## Travail demandé
Recopiez à l'identique l'ensemble des enregistrements ci-dessous, du premier au dernier.

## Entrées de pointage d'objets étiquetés
####

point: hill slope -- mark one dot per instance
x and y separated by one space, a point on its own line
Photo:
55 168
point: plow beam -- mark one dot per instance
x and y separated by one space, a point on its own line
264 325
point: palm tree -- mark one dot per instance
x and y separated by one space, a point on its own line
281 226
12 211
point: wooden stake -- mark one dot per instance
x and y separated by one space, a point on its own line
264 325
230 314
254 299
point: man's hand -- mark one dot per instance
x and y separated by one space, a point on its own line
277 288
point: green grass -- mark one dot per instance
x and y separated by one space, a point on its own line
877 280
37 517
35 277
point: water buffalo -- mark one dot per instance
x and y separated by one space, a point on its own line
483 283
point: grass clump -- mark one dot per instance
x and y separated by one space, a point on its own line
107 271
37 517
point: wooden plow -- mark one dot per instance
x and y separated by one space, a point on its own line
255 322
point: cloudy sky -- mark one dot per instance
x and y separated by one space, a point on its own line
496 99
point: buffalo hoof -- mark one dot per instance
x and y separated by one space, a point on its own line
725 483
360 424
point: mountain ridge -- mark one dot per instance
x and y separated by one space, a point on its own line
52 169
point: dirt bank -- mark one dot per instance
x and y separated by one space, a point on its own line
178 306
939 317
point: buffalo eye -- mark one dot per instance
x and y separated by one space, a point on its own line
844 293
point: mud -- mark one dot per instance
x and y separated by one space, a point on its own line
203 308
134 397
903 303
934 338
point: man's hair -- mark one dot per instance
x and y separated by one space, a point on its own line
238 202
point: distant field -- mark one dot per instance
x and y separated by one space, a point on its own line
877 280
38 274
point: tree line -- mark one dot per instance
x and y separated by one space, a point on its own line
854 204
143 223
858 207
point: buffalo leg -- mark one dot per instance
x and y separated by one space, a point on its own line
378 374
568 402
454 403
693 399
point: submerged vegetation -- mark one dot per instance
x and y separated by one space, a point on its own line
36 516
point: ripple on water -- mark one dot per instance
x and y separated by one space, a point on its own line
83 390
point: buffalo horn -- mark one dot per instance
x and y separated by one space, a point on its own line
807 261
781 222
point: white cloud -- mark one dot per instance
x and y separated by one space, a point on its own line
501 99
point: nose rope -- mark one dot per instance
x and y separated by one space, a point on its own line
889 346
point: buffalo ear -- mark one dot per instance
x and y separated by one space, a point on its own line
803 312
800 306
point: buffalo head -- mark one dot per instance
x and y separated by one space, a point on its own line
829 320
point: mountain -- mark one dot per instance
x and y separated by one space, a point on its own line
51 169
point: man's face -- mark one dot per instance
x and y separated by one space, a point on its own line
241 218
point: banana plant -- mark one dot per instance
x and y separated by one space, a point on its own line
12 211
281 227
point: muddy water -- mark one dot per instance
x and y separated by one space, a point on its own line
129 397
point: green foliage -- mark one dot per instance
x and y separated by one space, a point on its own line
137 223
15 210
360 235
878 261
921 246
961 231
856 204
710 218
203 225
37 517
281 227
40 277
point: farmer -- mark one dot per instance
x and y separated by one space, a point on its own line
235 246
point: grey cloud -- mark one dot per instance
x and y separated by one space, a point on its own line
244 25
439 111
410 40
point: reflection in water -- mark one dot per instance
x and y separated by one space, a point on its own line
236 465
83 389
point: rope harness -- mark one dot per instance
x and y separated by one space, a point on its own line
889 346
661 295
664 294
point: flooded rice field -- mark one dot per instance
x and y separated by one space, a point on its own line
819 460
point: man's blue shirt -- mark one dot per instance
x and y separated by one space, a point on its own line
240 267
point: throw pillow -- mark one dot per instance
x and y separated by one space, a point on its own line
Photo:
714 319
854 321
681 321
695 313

####

## Réponse rédigée
point: hill slope -- mark one dot per instance
x and y separated by one space, a point on its own line
Photo:
55 168
point: plow beam -- mark one dot per instance
x and y separated by one space, a point on its own line
264 325
point: palm tree -- mark one dot per instance
x and y separated by one space, a point on its own line
281 226
12 211
point: wooden stake -- mark one dot per instance
x and y separated by one space, a point on its own line
264 325
230 314
254 299
point: man's hand -- mark one dot per instance
x and y separated by one space, a point on its own line
277 288
point: green grass -- mark one dot per instance
x and y separated by one space, a point on its own line
877 280
37 517
35 277
point: water buffalo -- mark one dot per instance
x and y separated by one space, a point on its own line
483 283
point: grass clump -- mark one dot per instance
x and y separated by one space, a point on its own line
107 271
37 517
point: wooden plow -- mark one dot per instance
x and y separated by one space, a point on its own line
255 322
point: cloudy sky -- mark one dot per instance
x and y separated by one space, a point on its own line
496 99
point: buffalo hoof -- mark one dot per instance
x and y separated by one space, a point on its own line
725 483
360 424
point: mountain ridge -- mark one dot per instance
x and y separated by one space, a point on its own line
52 169
point: dirt bank -- mark one dot per instance
x and y separated by one space, a point on its own line
178 306
939 317
point: buffalo eye -- mark one dot per instance
x and y separated by one space, a point on its own line
844 293
point: mud -- mark one dot per instance
x and y separated by one space, a point on its own line
203 308
134 397
903 303
934 338
point: man's hair -- mark one dot per instance
x and y separated by one space, a point on its own line
238 202
point: distant field -- mark one dot per instance
x and y separated by one space, a point on its own line
877 280
38 274
point: tree line -- mark one dot per instance
x and y separated by one space, a point on its own line
854 204
143 223
858 207
point: buffalo leg -- mark one dot per instance
x and y separated by one space, a point on its own line
378 374
568 402
454 403
693 399
point: submerged vegetation -- mark one dot per instance
x and y separated by one space, a point on its own line
36 516
point: ripple on water -- mark one dot per instance
x and y separated by one space, a point on its own line
83 390
point: buffalo horn -- mark one dot per instance
x and y separated by one space, a point on its own line
807 261
781 222
point: white cloud -- mark one dot per instance
x and y separated by one space, a point on its own line
501 99
point: nose rope -- mark one dot per instance
x and y separated by one space, a point on its own line
889 346
point: buffalo ear -- mark one dot per instance
x and y separated by one space, a point on its own line
803 312
800 306
point: buffalo head -- mark one dot per instance
x and y separated by one space, a point on its own line
829 320
point: mountain -- mark one dot per instance
x and y separated by one space, a point on its own line
51 169
point: man's face -- mark one dot per instance
x and y separated by one space, a point on its own line
241 218
point: banana plant -- mark one dot per instance
x and y separated by one space, a point on its own line
12 211
281 227
point: muddy water -- mark one dot per instance
x and y separated by one space, a point on its own line
129 397
point: green foliage -- mark one dot per instance
x and y separated by one space, a point on its own line
137 223
15 210
360 235
878 261
921 246
961 231
856 204
710 218
203 225
37 517
281 227
40 277
point: farmer -- mark one dot per instance
x and y separated by one space, a point on its own line
235 246
point: grey cloud -- mark one dot per instance
x and y separated by one space, a point on its own line
244 25
439 111
410 40
point: reflection in water -- mark one dot per instance
x and y separated by one space, a point on its own line
236 465
83 389
point: rope harness -- mark one dot per instance
x and y separated by one space, a point on its own line
889 346
661 295
664 294
point: flooded rice field -- mark one dot per instance
x and y separated by one space, a point on its own line
819 460
point: man's blue shirt -- mark one dot per instance
x and y separated by one space, a point on its own line
240 267
point: throw pillow -- mark one dot per instance
x and y separated by one space, a point on its own line
Photo:
714 319
854 321
681 321
695 313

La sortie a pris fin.